Am I immune to Omicron if I have already become infected with the Delta variant?
Q&A #12 with Geert Vanden Bossche
"Those who became infected with the Delta variant are therefore not immune to the Omicron," says Frank Vandenbroucke, Minister of Public Health Belgium. Is this correct? Will my T cells then not recognize the coronavirus? Or will my antibodies not protect me? Or maybe I will be infected asymptomatically and thus not get sick and then this is equivalent to "after vaccination"?
When you get infected with another variant there is always a chance that you will get sick. However, if you are in good health, the chance that SARS-CoV-2 will make you seriously ill is negligible. We owe this to our innate immunity which - especially in young people - is the first line of defense to clean up and eliminate large amounts of the virus (vacuum cleaner!). Young people, but even all healthy people who are in excellent health (e.g. no excess weight and regular exercise / sport), will often not even get sick or at best develop some vague, mild symptoms. If the first line of defense is broken, then our acquired immune system rushes to the rescue whereby our T cells ensure that the sick, virus-infected cells are eliminated. This allows us to recover from illness.
But whenever our innate immune system is exposed and eliminates the virus (with or without the help of the acquired immune system) it also immediately learns to recognize the virus better in the future. While it continues to recognize all SARS-CoV-2 variants (and even all CoVs), it now does so with more efficiency/affinity. This phenomenon is called "training" of the innate immune system. It is a form of adaptive immunity caused by epigenetic changes that effect a reprogramming of immune cells that secrete innate antibodies. That is, with subsequent exposure to the virus, there is an increasing chance that that person will develop an asymptomatic infection and actually not get sick at all, even if the virus undergoes antigenic drift (antigenic drift). If the virus undergoes an antigenic shift (i.e., severe change due to multiple mutations as in the case of Omicron), then the innate immunity will have to train again for a while before being able to withstand an infection with such a variant without giving rise to illness.
A pandemic is of course an excellent opportunity to train the innate immune system against SARS-CoV-2. However, it also means that if a variant with an antigenic shift (e.g. Omicron) dominates, more people may become ill anyway and within a short period of time the virus will be under pressure due to the induced natural antibodies, which are not able to suppress the virus at high infection pressure. Reducing the infection pressure is possible via (one-time) antiviral chemoprophylaxis. On the contrary, continued vaccination will increase the immune pressure and ensure that the vicious circle of the pandemic is maintained.
Thus, trained innate immunity to SARS-CoV-2 is not equivalent to COVID-19 vaccination but is superior because
It is effective against all variants
It has a sterilizing effect in contrast to vaccine antibodies
Because of its non-varying character it does not lead to the selection of more infectious or resistant variants.
In other words, it benefits both individual and public health. It is the only way to acquire group immunity (independent of the circulating SARS-CoV-2 variant) and thus to move the pandemic into the endemic phase.

## Data for analysis
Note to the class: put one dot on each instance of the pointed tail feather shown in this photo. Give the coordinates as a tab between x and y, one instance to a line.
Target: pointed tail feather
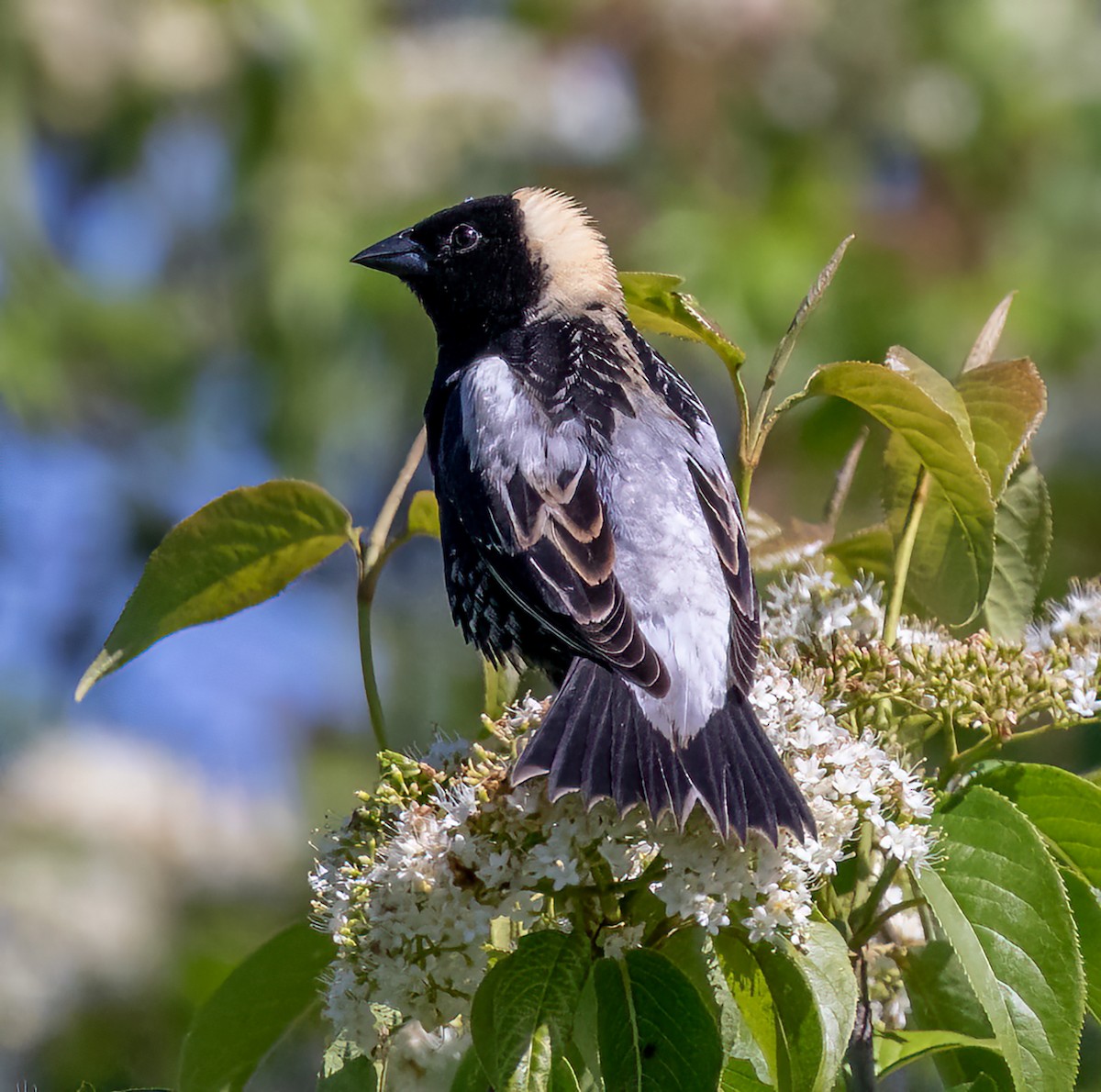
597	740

---

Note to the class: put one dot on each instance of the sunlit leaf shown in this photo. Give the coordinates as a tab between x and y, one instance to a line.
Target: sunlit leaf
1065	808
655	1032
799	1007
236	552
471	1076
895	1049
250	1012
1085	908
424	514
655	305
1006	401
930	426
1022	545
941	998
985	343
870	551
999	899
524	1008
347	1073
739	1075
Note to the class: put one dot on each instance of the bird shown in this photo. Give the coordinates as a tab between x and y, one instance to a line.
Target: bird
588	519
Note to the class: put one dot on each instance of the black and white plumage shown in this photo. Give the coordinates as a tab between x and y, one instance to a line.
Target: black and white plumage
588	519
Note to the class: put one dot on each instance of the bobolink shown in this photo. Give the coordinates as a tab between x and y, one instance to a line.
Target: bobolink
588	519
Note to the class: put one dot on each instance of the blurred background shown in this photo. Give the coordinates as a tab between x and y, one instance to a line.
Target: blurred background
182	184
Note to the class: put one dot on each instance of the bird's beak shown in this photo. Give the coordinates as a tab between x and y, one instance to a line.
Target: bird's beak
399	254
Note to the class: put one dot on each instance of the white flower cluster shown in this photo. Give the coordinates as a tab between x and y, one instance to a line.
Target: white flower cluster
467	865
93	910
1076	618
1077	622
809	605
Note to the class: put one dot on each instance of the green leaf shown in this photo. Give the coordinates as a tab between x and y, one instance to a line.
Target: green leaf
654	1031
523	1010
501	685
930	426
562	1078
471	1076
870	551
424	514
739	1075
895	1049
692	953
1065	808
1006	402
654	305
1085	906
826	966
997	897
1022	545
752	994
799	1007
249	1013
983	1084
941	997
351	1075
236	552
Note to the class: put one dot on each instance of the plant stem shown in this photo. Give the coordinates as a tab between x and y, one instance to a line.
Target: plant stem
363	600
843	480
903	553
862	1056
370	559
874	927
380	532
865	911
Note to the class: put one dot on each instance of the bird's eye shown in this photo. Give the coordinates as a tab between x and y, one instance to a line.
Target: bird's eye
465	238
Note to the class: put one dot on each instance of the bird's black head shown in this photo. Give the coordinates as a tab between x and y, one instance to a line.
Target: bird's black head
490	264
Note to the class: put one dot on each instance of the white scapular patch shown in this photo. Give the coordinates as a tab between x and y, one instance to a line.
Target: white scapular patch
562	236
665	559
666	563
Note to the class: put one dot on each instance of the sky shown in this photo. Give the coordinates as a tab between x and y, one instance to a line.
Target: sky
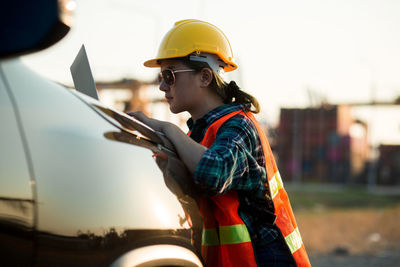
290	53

## Tasks to perform
[1] List every reason the Omicron immunity Q&A gives for why trained innate immunity is superior to COVID-19 vaccination.
[2] Reproduce the part of the Omicron immunity Q&A between "A pandemic is" and "pandemic is maintained.", inclusive.

## Answers by task
[1]
- It is effective against all variants.
- It has a sterilizing effect in contrast to vaccine antibodies.
- Because of its non-varying character, it does not lead to the selection of more infectious or resistant variants.

[2]
A pandemic is of course an excellent opportunity to train the innate immune system against SARS-CoV-2. However, it also means that if a variant with an antigenic shift (e.g. Omicron) dominates, more people may become ill anyway and within a short period of time the virus will be under pressure due to the induced natural antibodies, which are not able to suppress the virus at high infection pressure. Reducing the infection pressure is possible via (one-time) antiviral chemoprophylaxis. On the contrary, continued vaccination will increase the immune pressure and ensure that the vicious circle of the pandemic is maintained.